[Start Records for the task]

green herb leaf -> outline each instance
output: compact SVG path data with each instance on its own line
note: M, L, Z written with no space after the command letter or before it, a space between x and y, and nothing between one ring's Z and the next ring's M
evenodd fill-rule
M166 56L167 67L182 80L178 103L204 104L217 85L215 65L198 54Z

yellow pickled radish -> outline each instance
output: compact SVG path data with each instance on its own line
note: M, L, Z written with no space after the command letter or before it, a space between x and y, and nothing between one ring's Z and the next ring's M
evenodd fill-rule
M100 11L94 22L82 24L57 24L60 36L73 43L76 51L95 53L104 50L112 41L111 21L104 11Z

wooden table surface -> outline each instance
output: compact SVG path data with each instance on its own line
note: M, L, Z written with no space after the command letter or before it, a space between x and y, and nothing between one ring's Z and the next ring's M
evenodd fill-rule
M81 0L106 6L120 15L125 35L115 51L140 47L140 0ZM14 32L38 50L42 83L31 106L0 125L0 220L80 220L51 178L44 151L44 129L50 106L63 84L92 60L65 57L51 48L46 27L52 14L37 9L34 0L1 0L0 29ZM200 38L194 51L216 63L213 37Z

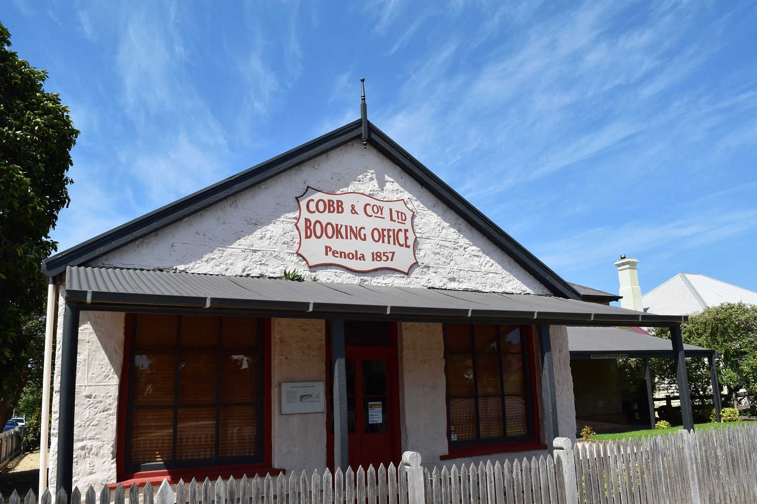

[End Records for the task]

**What you need to do:**
Return every line of the data above unchanged, omitting the picture from your reply.

**Written solution:**
green herb leaf -> outline each instance
output: compact SVG path data with each instance on its own line
note: M, L, Z written with no space after the command letter or before it, a space between x and y, and nothing between one ring's Z and the next ring's M
evenodd fill-rule
M166 56L167 67L182 80L178 103L204 104L217 85L215 65L198 54Z

yellow pickled radish -> outline each instance
output: compact SVG path data with each instance on its own line
note: M, L, Z written with no space after the command letter or before it, a space between x and y, and nothing between one ring's Z and the next ring's M
evenodd fill-rule
M100 11L94 22L82 24L57 24L60 36L73 43L76 51L95 53L104 50L112 41L111 21L104 11Z

wooden table surface -> outline each instance
output: compact SVG path data with each instance on its own line
note: M, L, Z written with no space after the command letter or before it, a space between x and y, and nothing between one ring's Z and the next ring's M
evenodd fill-rule
M81 0L106 6L120 15L125 35L115 51L140 47L140 0ZM14 32L38 50L42 83L31 106L0 125L0 220L80 220L51 178L44 151L44 129L50 106L63 84L92 60L65 57L51 48L46 27L52 14L37 9L34 0L1 0L0 29ZM200 38L194 51L216 63L213 37Z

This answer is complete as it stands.